>> start
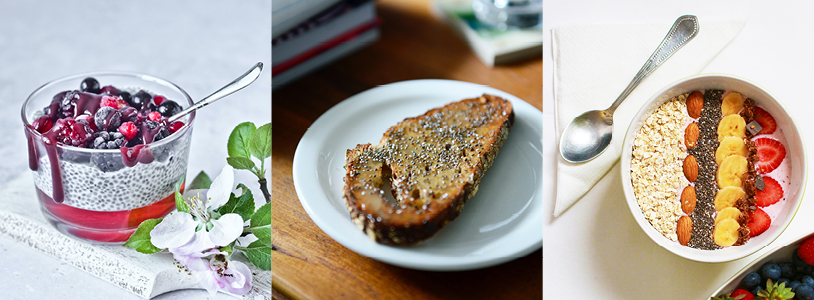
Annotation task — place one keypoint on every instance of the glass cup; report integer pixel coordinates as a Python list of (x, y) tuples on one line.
[(103, 195)]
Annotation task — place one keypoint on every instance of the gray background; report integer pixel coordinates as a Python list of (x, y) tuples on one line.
[(198, 45)]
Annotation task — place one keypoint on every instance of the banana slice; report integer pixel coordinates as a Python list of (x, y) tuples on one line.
[(727, 213), (732, 171), (730, 146), (726, 197), (733, 103), (726, 232), (731, 125)]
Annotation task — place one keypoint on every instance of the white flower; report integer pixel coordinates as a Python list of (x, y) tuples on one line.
[(188, 234)]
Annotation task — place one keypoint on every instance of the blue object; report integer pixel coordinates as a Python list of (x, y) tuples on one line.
[(770, 271), (804, 292), (751, 279), (787, 270)]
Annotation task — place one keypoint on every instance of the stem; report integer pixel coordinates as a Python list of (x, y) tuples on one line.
[(264, 189)]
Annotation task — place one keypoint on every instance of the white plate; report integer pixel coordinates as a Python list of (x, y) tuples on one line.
[(503, 221)]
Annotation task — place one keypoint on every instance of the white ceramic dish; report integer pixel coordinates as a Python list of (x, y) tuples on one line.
[(503, 221), (796, 152), (777, 255)]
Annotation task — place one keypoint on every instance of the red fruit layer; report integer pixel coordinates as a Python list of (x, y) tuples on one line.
[(771, 193), (771, 153), (758, 222), (765, 120)]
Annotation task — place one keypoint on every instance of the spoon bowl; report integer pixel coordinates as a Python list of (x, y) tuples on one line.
[(587, 136)]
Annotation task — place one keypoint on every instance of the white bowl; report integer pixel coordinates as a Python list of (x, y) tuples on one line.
[(796, 152), (777, 255)]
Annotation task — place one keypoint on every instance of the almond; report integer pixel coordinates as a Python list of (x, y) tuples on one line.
[(690, 168), (691, 135), (688, 199), (684, 230), (695, 103)]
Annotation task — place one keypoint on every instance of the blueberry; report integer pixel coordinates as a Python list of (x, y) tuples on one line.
[(751, 279), (125, 96), (90, 85), (107, 162), (107, 118), (787, 270), (168, 108), (139, 99), (771, 271), (804, 292), (794, 284)]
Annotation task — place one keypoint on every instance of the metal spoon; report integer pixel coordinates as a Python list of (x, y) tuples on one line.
[(589, 134), (234, 86)]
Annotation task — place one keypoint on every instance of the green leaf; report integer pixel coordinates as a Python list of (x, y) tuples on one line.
[(140, 240), (201, 181), (243, 205), (239, 140), (261, 142), (180, 204), (240, 163), (258, 253)]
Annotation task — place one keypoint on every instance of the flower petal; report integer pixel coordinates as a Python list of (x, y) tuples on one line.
[(199, 243), (226, 229), (240, 282), (221, 188), (175, 230)]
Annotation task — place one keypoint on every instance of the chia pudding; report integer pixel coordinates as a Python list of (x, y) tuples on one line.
[(106, 158), (709, 169)]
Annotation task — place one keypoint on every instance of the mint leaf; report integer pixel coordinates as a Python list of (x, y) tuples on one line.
[(240, 163), (140, 240), (180, 204), (243, 205), (239, 140), (258, 253), (260, 225), (201, 181), (261, 142)]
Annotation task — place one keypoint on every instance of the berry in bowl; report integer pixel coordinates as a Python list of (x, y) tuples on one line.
[(103, 154), (713, 168), (787, 272)]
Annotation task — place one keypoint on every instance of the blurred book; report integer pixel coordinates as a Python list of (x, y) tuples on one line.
[(324, 37), (492, 46)]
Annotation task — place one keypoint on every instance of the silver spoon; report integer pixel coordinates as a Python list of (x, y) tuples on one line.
[(589, 134), (234, 86)]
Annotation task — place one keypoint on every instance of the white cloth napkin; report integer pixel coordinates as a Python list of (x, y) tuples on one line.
[(594, 63)]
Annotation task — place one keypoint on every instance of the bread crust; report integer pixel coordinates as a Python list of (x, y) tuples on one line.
[(433, 164)]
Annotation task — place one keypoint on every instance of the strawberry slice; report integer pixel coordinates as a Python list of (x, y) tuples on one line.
[(770, 194), (738, 292), (806, 250), (771, 154), (758, 222), (765, 120)]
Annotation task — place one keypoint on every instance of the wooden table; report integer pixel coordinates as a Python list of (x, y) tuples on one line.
[(307, 263)]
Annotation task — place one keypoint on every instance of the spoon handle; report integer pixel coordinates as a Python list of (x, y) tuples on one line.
[(684, 29), (234, 86)]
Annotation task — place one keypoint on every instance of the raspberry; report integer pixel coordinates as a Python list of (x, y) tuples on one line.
[(154, 116), (113, 101), (129, 130), (43, 124), (175, 126), (158, 99)]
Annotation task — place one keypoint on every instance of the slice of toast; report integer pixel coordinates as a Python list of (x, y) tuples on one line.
[(432, 164)]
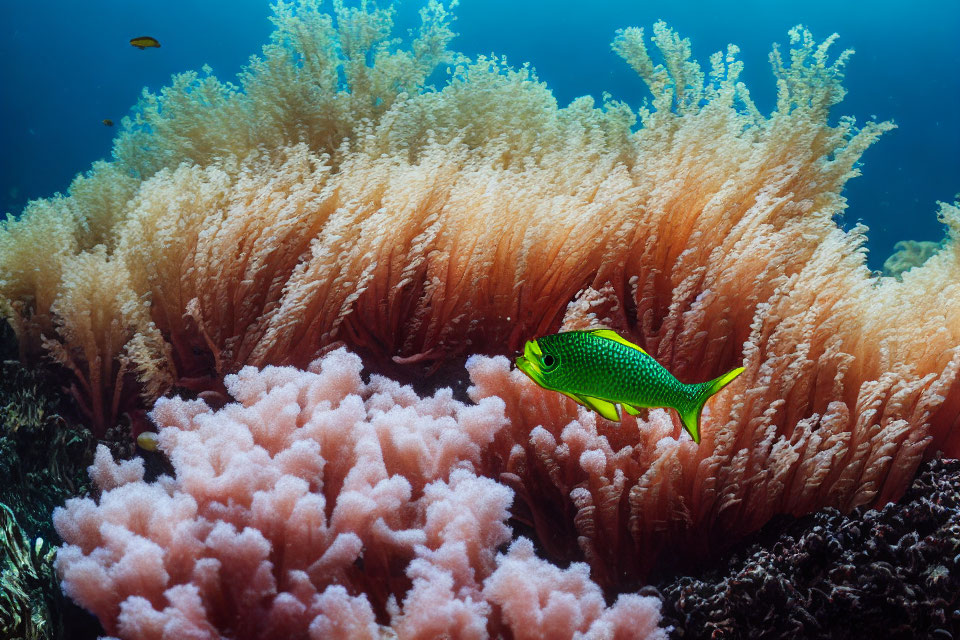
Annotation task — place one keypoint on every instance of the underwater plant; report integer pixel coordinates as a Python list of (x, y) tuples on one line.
[(43, 460)]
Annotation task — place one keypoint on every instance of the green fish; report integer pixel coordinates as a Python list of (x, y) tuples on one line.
[(601, 370)]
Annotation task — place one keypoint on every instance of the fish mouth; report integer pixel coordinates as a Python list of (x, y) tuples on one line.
[(528, 362)]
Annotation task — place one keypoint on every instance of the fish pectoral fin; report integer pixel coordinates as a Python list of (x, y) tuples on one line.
[(610, 334), (634, 411), (607, 409), (575, 398)]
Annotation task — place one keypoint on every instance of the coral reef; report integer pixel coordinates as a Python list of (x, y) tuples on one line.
[(43, 460), (888, 573), (322, 506)]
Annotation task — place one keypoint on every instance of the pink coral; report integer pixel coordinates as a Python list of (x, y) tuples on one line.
[(321, 506)]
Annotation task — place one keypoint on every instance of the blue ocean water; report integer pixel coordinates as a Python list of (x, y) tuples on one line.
[(65, 66)]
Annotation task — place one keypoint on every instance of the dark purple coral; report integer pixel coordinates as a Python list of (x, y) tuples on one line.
[(888, 573)]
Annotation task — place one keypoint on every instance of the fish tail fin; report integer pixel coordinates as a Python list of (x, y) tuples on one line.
[(690, 416)]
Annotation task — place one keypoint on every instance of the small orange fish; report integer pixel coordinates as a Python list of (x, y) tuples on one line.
[(144, 41)]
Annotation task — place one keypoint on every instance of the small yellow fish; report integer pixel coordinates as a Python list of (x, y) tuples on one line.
[(148, 441), (145, 41), (605, 372)]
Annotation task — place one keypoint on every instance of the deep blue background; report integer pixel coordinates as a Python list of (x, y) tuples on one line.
[(66, 65)]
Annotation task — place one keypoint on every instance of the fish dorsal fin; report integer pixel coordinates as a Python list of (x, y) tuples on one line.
[(574, 397), (608, 410), (609, 334)]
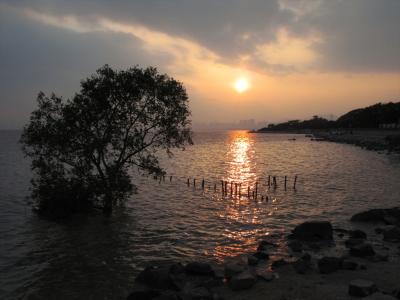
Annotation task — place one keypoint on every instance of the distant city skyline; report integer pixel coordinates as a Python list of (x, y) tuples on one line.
[(271, 60)]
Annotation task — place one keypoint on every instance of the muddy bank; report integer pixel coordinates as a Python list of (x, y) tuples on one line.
[(325, 262)]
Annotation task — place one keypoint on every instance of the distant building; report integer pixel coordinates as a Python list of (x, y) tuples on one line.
[(390, 125)]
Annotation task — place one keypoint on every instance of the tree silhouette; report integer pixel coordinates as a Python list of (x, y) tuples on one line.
[(82, 149)]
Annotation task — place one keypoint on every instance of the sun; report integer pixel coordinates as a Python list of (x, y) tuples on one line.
[(241, 85)]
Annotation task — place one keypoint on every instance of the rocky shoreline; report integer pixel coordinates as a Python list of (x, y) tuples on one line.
[(376, 140), (327, 262)]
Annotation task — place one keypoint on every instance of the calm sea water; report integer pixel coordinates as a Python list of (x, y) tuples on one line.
[(97, 257)]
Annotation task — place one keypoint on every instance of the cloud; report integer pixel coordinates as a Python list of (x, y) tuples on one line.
[(52, 44)]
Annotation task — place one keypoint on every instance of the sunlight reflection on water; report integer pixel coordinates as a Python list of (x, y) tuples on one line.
[(170, 221)]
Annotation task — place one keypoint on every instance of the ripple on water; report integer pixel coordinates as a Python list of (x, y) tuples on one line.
[(95, 257)]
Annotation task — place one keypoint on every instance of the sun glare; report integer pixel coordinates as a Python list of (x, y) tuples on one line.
[(241, 85)]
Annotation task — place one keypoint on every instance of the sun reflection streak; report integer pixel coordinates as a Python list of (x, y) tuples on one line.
[(240, 158), (241, 217)]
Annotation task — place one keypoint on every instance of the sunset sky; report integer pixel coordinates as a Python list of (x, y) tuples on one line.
[(264, 60)]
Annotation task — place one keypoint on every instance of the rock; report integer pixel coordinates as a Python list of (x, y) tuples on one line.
[(263, 245), (265, 275), (396, 293), (168, 295), (313, 231), (387, 216), (362, 250), (352, 242), (143, 294), (196, 293), (278, 263), (358, 234), (295, 246), (252, 260), (379, 257), (234, 268), (306, 256), (341, 230), (261, 255), (156, 277), (328, 265), (349, 265), (380, 296), (242, 281), (361, 288), (199, 268), (301, 266), (392, 235)]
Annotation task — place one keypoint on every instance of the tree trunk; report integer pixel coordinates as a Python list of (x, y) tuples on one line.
[(108, 204)]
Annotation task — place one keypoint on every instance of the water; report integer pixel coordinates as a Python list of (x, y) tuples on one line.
[(97, 258)]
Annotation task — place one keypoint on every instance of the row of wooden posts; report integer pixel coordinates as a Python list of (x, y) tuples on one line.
[(236, 188)]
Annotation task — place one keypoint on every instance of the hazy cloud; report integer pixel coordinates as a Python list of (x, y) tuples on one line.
[(52, 44)]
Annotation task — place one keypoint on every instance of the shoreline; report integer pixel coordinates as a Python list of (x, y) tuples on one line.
[(375, 140), (327, 262), (370, 139)]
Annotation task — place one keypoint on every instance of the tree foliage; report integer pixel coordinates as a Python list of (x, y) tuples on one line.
[(82, 148)]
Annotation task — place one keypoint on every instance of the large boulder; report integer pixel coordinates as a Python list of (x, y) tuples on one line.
[(380, 296), (387, 216), (242, 281), (199, 268), (351, 242), (156, 277), (261, 255), (349, 265), (196, 293), (358, 234), (328, 265), (143, 294), (362, 250), (392, 234), (301, 266), (234, 268), (295, 246), (313, 231), (362, 288)]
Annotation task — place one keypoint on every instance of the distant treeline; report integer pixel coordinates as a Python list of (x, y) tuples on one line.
[(374, 116)]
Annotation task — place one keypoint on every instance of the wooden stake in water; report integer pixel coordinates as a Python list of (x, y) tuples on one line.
[(256, 189)]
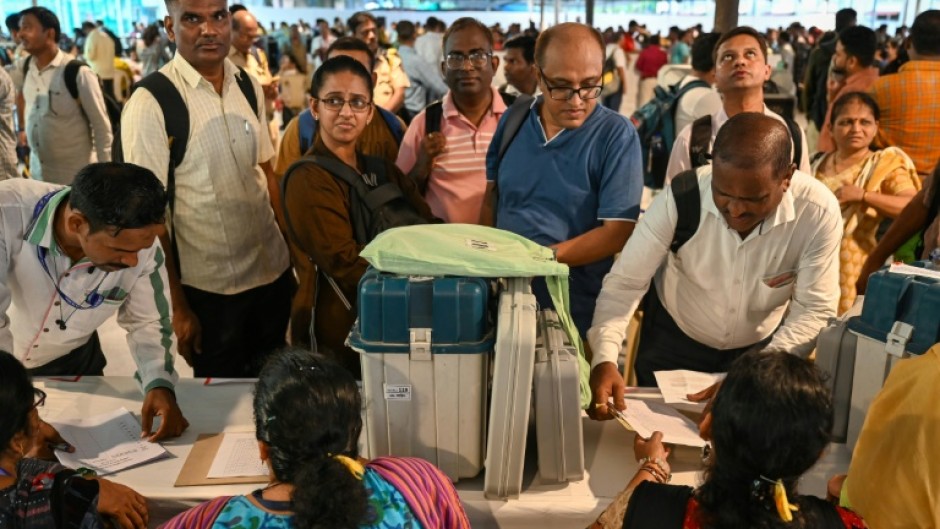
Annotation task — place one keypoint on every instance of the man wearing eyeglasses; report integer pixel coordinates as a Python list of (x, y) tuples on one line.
[(572, 177), (449, 163), (73, 257)]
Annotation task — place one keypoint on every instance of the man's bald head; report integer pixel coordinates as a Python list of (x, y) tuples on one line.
[(242, 18), (751, 140), (565, 37)]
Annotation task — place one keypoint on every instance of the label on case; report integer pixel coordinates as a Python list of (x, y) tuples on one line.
[(397, 391)]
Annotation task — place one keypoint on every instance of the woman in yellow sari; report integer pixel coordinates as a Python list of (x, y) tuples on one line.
[(871, 185)]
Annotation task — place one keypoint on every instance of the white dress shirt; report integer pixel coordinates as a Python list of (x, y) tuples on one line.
[(64, 134), (679, 157), (227, 237), (139, 295), (715, 287)]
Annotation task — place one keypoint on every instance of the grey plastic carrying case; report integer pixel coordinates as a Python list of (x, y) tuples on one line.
[(557, 403), (514, 363)]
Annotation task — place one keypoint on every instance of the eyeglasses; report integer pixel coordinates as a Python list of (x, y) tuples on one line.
[(564, 93), (39, 398), (357, 104), (455, 61)]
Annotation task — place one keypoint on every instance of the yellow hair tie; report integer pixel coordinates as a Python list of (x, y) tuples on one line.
[(355, 467), (784, 508)]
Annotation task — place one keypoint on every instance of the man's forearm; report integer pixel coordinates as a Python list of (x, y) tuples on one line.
[(594, 245)]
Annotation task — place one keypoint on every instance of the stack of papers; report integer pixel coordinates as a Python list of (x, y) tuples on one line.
[(676, 385), (106, 443), (647, 417), (238, 456)]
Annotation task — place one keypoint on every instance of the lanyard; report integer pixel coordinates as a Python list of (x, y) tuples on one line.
[(94, 298)]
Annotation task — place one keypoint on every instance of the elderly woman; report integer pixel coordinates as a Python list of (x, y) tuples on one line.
[(307, 421), (45, 495), (871, 185), (769, 424)]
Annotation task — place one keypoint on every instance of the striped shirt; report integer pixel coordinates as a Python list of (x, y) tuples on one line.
[(226, 235), (910, 103), (139, 295), (8, 160), (458, 178)]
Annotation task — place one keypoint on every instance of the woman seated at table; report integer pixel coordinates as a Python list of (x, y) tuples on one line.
[(320, 212), (307, 421), (871, 185), (769, 424), (43, 494)]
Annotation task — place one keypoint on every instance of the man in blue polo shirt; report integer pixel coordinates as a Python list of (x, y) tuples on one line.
[(572, 177)]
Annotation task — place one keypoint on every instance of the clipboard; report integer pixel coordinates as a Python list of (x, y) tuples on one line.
[(196, 468)]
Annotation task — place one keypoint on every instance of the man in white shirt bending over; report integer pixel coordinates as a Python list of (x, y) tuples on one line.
[(762, 244), (740, 72)]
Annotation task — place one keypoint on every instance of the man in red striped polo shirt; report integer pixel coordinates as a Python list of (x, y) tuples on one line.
[(449, 164)]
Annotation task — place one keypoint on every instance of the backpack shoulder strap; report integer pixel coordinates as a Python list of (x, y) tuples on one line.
[(508, 99), (797, 137), (306, 129), (393, 123), (699, 140), (657, 505), (71, 76), (515, 117), (244, 83), (432, 117), (175, 114), (685, 190)]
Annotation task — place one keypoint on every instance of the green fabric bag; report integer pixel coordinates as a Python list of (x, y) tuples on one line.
[(478, 251)]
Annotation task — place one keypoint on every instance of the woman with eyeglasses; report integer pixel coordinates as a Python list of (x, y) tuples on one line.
[(323, 212), (307, 422), (42, 494)]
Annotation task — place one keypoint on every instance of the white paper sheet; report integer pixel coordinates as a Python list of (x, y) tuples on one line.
[(106, 443), (220, 381), (676, 384), (237, 457), (648, 417)]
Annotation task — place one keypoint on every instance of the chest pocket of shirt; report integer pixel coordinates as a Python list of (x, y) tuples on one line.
[(774, 290)]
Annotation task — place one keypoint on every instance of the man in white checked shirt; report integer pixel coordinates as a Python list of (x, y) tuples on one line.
[(231, 300)]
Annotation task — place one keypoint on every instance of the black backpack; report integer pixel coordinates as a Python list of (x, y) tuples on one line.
[(70, 76), (376, 204), (655, 124)]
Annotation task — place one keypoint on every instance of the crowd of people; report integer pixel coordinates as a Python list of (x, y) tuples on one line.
[(183, 207)]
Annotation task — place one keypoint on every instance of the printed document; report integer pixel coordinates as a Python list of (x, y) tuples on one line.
[(237, 457), (106, 443), (675, 385), (647, 417)]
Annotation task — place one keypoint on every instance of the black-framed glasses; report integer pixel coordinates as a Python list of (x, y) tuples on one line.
[(455, 61), (564, 93), (357, 104), (39, 398)]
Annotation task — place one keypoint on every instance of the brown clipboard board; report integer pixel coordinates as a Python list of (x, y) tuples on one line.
[(196, 468)]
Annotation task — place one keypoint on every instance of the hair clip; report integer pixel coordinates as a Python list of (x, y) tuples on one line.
>> end
> _Goal of the exercise_: Reproduce everything from the line containing "the distant building;" down to the line containing "[(82, 149)]", items included, shifting every coordinate in the answers up by 125.

> _Solution to the exercise_:
Annotation task — place one keypoint on every instance of the distant building; report integer pixel coordinates as a Python list of (x, y) tuples on one line.
[(515, 250)]
Annotation task — place one keypoint on every instance of the tree silhouette; report integer pixel coordinates as a Python list of (x, y) tuples on one line.
[(207, 274)]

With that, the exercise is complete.